Location annotation dataset excerpts:

+++++

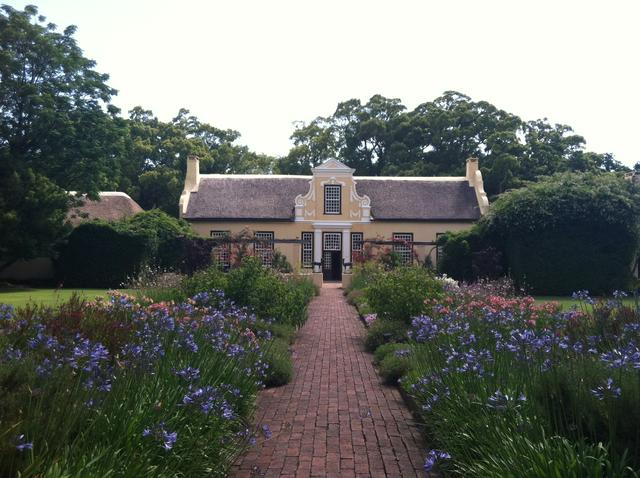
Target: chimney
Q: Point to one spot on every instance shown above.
(191, 182)
(472, 169)
(193, 173)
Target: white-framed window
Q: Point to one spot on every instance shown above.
(332, 241)
(264, 247)
(307, 249)
(221, 252)
(439, 249)
(356, 246)
(332, 199)
(403, 246)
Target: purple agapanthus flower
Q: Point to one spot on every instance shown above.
(433, 457)
(608, 390)
(22, 444)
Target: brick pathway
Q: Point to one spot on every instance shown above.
(335, 418)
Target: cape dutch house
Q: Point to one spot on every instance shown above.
(321, 222)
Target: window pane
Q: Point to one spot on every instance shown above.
(356, 246)
(403, 247)
(332, 241)
(332, 199)
(264, 247)
(221, 252)
(307, 249)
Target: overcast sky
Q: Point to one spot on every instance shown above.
(258, 66)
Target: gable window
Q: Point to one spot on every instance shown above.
(356, 246)
(332, 199)
(264, 247)
(221, 252)
(403, 246)
(307, 249)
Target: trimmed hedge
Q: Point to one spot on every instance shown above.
(101, 254)
(98, 255)
(399, 294)
(566, 233)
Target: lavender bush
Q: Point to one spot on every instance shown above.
(125, 387)
(509, 388)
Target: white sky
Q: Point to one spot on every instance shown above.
(258, 66)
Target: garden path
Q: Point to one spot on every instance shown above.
(335, 418)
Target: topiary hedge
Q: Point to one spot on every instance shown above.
(98, 255)
(566, 233)
(570, 232)
(118, 250)
(399, 294)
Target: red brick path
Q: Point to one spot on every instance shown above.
(335, 418)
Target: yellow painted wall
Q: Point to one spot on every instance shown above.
(422, 231)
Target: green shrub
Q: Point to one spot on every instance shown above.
(280, 263)
(269, 295)
(386, 349)
(208, 279)
(363, 275)
(285, 332)
(280, 366)
(385, 331)
(394, 366)
(99, 255)
(399, 294)
(168, 233)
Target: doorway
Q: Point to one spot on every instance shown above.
(332, 256)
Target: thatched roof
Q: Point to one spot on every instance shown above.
(271, 197)
(112, 206)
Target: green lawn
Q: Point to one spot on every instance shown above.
(21, 297)
(568, 302)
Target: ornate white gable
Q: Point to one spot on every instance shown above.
(310, 207)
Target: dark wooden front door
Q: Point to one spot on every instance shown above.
(332, 265)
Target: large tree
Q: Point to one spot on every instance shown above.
(153, 168)
(57, 130)
(382, 138)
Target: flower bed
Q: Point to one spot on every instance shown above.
(127, 387)
(508, 388)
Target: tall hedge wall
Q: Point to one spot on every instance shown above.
(566, 233)
(101, 254)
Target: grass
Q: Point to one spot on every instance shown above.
(568, 302)
(47, 297)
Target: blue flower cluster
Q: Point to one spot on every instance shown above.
(152, 332)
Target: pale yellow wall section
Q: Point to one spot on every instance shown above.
(310, 207)
(422, 232)
(354, 215)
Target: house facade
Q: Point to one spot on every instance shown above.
(323, 222)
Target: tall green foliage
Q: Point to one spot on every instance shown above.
(566, 233)
(380, 137)
(570, 232)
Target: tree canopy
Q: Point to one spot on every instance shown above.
(382, 137)
(59, 132)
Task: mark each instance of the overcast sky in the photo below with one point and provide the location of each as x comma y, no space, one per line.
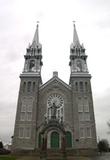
17,26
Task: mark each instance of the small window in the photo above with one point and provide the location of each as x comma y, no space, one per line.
27,132
24,86
22,116
88,132
76,86
86,86
86,105
33,87
82,133
29,86
29,116
81,116
80,104
87,117
21,132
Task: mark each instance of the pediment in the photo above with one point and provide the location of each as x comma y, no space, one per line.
55,82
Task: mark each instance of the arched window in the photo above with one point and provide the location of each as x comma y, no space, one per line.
81,86
68,139
86,86
29,86
39,140
33,87
54,140
32,65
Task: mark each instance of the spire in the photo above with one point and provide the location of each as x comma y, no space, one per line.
35,41
75,36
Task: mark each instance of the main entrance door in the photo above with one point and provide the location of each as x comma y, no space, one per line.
54,140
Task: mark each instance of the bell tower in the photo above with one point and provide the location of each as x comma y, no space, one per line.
33,57
78,65
83,110
28,99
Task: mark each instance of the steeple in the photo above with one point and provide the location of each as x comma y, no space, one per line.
35,42
33,57
78,58
75,37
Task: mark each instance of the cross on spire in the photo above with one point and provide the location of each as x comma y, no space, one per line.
75,36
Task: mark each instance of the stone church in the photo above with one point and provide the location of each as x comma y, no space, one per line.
55,115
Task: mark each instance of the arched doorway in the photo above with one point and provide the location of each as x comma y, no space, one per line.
54,140
68,139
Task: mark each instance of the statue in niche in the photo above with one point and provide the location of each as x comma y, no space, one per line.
79,66
32,66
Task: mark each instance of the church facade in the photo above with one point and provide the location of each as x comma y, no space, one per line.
55,115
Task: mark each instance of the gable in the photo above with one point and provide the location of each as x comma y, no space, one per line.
55,82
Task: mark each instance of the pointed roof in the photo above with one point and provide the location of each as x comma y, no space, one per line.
75,37
35,41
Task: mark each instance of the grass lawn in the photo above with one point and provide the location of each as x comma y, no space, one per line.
7,157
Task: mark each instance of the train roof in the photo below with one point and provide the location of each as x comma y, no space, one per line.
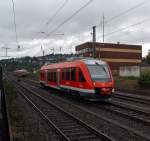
71,63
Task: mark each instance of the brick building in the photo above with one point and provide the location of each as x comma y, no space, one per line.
116,55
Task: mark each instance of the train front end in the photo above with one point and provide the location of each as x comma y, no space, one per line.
102,80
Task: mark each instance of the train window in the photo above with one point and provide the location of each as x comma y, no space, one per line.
73,74
63,74
54,76
48,75
81,76
67,74
51,75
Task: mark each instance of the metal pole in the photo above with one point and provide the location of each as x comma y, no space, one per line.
103,27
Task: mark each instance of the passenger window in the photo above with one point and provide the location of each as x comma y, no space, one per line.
73,74
55,76
63,74
41,75
81,76
51,75
67,74
48,75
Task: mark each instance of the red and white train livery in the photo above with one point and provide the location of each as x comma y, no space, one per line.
90,78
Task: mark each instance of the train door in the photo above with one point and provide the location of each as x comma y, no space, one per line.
58,77
46,80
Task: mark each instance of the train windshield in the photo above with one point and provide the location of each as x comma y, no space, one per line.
99,72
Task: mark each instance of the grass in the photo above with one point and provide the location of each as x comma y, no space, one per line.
126,82
14,116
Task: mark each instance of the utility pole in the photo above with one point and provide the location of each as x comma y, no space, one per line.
103,27
94,41
6,50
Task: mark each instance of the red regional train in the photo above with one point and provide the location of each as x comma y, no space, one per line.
89,78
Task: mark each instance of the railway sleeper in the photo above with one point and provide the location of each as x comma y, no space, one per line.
66,124
79,134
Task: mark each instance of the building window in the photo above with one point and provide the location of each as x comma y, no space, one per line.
48,75
81,76
63,74
73,74
54,76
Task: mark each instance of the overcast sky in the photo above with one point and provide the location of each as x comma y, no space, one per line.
36,19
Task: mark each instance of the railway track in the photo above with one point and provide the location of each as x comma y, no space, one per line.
142,109
114,109
119,124
66,125
135,98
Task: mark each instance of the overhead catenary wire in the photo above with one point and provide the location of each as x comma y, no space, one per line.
126,11
15,25
57,11
121,29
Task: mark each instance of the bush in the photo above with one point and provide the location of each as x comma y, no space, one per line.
144,80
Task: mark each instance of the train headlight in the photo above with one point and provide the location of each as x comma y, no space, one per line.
106,90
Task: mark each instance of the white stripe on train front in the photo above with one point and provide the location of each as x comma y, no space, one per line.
78,89
70,88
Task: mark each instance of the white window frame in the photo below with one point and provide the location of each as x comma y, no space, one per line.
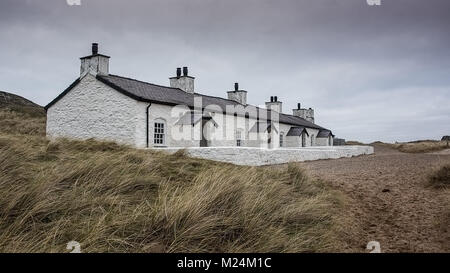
281,139
238,138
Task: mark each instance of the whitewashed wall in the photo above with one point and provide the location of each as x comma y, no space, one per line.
258,157
93,110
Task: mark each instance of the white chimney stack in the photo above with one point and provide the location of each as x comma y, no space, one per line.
94,64
307,114
237,95
183,82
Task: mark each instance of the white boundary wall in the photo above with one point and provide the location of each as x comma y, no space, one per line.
258,156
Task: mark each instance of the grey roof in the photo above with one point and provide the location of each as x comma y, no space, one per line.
324,133
192,117
297,131
148,92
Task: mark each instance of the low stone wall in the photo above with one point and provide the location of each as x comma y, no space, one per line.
258,157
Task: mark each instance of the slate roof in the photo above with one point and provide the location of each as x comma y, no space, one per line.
324,133
147,92
192,117
262,126
297,131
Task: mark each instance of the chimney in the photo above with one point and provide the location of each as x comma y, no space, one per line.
94,64
237,95
307,114
274,104
183,82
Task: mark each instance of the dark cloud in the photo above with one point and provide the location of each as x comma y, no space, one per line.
371,73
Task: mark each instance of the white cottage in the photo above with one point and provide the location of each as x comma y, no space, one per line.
109,107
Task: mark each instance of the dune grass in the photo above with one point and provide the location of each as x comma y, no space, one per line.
112,198
421,146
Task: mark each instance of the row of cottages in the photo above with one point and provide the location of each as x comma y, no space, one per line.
109,107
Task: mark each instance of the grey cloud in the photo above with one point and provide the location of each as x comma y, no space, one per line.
370,72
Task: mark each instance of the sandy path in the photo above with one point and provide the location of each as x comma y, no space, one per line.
389,200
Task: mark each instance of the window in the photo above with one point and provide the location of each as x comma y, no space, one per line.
159,134
239,138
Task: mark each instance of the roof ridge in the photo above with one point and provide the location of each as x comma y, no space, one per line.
149,83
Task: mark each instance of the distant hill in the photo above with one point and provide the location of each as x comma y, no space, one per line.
17,103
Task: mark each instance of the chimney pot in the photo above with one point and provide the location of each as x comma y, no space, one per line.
94,49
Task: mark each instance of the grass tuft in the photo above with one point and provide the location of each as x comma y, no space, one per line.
112,198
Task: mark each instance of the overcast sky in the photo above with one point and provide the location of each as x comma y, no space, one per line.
370,72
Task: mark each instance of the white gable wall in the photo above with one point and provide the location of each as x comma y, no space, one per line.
93,110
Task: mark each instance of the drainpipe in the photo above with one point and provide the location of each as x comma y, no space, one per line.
146,115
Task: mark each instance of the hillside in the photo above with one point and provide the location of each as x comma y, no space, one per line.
112,198
19,104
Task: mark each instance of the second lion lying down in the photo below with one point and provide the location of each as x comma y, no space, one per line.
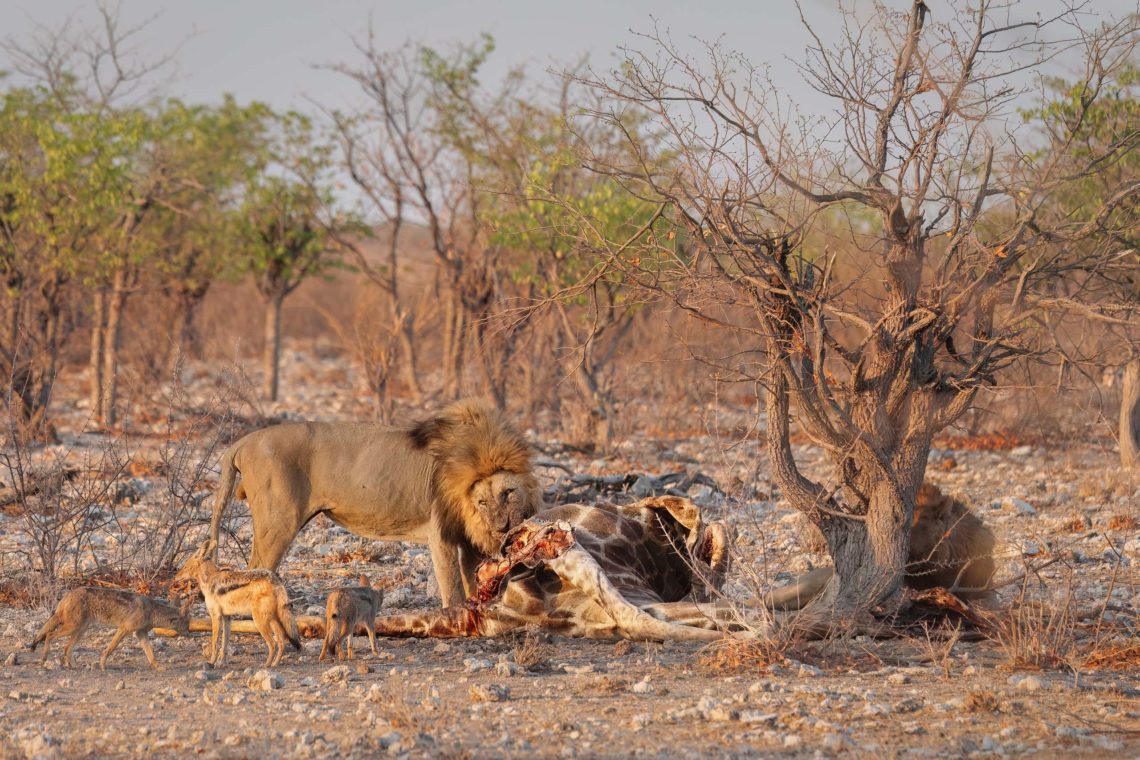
610,572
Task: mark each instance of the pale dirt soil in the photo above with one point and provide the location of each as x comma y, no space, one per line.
854,697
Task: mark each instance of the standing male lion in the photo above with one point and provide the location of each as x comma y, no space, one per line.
458,481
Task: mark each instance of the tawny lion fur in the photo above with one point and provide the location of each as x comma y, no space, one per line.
950,547
457,481
347,609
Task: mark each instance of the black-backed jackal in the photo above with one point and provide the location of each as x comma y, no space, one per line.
347,607
257,593
131,613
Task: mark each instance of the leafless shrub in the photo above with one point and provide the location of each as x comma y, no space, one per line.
62,506
982,701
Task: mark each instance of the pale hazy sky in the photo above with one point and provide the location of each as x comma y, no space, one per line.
265,49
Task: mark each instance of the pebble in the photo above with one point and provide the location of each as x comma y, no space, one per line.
335,675
474,664
488,693
37,745
1020,506
1031,684
757,717
506,668
266,680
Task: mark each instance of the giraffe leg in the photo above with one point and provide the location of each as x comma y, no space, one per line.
579,569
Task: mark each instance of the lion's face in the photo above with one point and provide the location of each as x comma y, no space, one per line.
503,500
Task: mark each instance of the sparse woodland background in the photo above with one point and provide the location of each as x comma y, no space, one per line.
952,248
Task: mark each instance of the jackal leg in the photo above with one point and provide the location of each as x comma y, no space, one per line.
76,632
267,634
371,629
146,648
278,636
216,626
718,615
224,654
452,622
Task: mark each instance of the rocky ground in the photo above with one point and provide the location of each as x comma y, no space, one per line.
537,696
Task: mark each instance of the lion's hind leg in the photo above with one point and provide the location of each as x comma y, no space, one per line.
718,617
579,569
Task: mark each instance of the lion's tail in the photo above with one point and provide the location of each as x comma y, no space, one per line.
226,485
801,590
287,621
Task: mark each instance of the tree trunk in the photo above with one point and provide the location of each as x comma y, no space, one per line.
187,341
870,555
599,403
454,337
115,307
406,320
95,365
1130,415
273,352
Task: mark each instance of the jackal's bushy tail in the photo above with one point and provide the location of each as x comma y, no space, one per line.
48,627
226,484
285,614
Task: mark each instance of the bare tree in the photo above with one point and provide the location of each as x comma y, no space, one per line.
873,343
426,149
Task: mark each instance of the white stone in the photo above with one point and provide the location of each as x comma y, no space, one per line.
266,680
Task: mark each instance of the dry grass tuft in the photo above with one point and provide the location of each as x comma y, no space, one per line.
1123,522
531,650
733,655
982,701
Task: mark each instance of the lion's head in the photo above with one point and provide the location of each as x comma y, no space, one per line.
482,482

+++++

All lines from the one with "Task: mark each instance of the tree" through the final line above are to be quoted exactly; quote no other line.

REPLY:
Task: mark each instance of the tree trunk in the photo above with one point and provide the location of each as x comma y, no space, one per line.
187,341
870,555
599,403
454,337
115,307
406,320
95,365
1130,415
273,352
Task: mark each instance of the jackal's bushy tail in the photo above with one point and provide the location of each as x comma y, no space, one per line.
48,627
226,484
285,614
Task: mark each instance of the bare tree in the photo above with one point and provide the location of each as x comma y, no space, one per line.
873,343
426,149
Task: mark each instance of the white stone in the photo above with one point and provide the location of each as x comma y, no space, one per line.
266,680
Task: mark each instance of the dry grass tuft in the photo above with one point and provide the location of each as x comma y, no space, one per line.
1123,522
531,650
733,655
982,701
Task: mark each instance of the lion's head in the photo above with one point and provide the location of each as x comma y, no space, one per line.
482,482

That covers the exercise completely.